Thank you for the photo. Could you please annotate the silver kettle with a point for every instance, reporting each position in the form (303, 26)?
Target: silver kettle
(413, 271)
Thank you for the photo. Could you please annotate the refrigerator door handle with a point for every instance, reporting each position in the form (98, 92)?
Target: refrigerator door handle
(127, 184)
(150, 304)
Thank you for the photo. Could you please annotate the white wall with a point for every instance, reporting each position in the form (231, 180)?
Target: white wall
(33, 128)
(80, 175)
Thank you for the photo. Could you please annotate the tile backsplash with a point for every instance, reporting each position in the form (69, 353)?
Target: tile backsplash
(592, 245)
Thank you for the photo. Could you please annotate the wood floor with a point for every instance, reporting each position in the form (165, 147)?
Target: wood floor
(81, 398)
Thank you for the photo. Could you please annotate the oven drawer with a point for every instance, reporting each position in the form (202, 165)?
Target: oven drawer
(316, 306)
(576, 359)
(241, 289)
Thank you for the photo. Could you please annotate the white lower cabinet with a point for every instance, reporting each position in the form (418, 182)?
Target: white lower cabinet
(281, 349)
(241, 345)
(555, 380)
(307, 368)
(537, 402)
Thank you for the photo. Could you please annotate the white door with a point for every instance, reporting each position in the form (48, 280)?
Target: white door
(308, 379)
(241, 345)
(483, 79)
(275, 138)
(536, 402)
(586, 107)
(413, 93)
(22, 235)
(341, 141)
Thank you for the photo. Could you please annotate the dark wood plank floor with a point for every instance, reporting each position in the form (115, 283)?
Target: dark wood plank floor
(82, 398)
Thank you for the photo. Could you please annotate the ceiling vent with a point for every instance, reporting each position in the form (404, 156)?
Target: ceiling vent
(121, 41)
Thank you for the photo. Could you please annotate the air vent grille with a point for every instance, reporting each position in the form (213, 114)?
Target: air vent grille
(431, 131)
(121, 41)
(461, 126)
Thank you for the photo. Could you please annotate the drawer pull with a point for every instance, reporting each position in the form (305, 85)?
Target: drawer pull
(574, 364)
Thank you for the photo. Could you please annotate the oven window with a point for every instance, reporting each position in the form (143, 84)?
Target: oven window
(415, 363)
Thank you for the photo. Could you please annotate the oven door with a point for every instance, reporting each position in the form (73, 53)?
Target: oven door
*-*-*
**DIRECTIVE:** All of the data shown above must be copied exactly.

**COMPLETE ANSWER:**
Thank you for the photo. Could you please annotate the silver kettle with a point for every instance, reporting each position in the form (303, 26)?
Target: silver kettle
(413, 271)
Thank you for the photo. Could you please annotate the refrigerator door handle with a point for every instance, reporting each position in the form (98, 92)?
Target: refrigerator door handle
(127, 184)
(150, 304)
Thank you for the photo. Could you please annotate the white wall with a point for every instance, reporting each position in the form (231, 180)?
Target: white wall
(33, 128)
(80, 175)
Thank you for the photo. Could you please annotate the tile backsplash with a point for every instance, reporting each position in the form (69, 353)?
Target: tile backsplash
(592, 245)
Thank you for the photo. Could you please annotate the wood floor with a point for every instance, reporting each position in the form (165, 147)?
Target: wood floor
(81, 398)
Thank you for the photo. Could you please annotate the oven drawer with a point for every instance, reporting each position in the form (202, 165)?
Target: oven drawer
(316, 306)
(576, 359)
(241, 289)
Thank you for the photo. Could you please annotate the white lower cabinet with a point for every instance, reporting each position in the form (418, 182)?
Target: white lower cabinet
(281, 349)
(241, 345)
(555, 380)
(307, 368)
(537, 402)
Thank you for the photo. Could you please annotate the white door with a point for every instance, reporting each position in the form (48, 280)?
Target: white door
(308, 379)
(241, 345)
(483, 79)
(275, 138)
(536, 402)
(586, 107)
(413, 93)
(22, 235)
(341, 141)
Thank you for the photo. Could you please annotate the dark wood plank floor with a point for every instance, reporting each position in the form (115, 283)?
Target: dark wood plank floor
(82, 398)
Thank you for the photo. Could you please annotate the ceiling vent with a point for every instance, reporting each position in the form (404, 156)?
Target: ceiling vent
(121, 41)
Thank you for the photo. Could you please annotate the air vent grille with a point for every instance, reporting each position in the form (213, 114)?
Target: air vent grille
(431, 131)
(121, 41)
(461, 126)
Thank you for the photo. Could you please annotate the drawer pull with a point for every instance, reporting each position in the form (305, 85)?
Target: drawer pull
(574, 364)
Thank you for the photo. Could you please annotate the oven window with a point for every instance, reporting each position in the form (143, 84)?
Target: oven window
(415, 363)
Thank you for the photo. Could you please annotate the oven door with a point for every instance, reporting each position in the form (73, 53)?
Target: oven door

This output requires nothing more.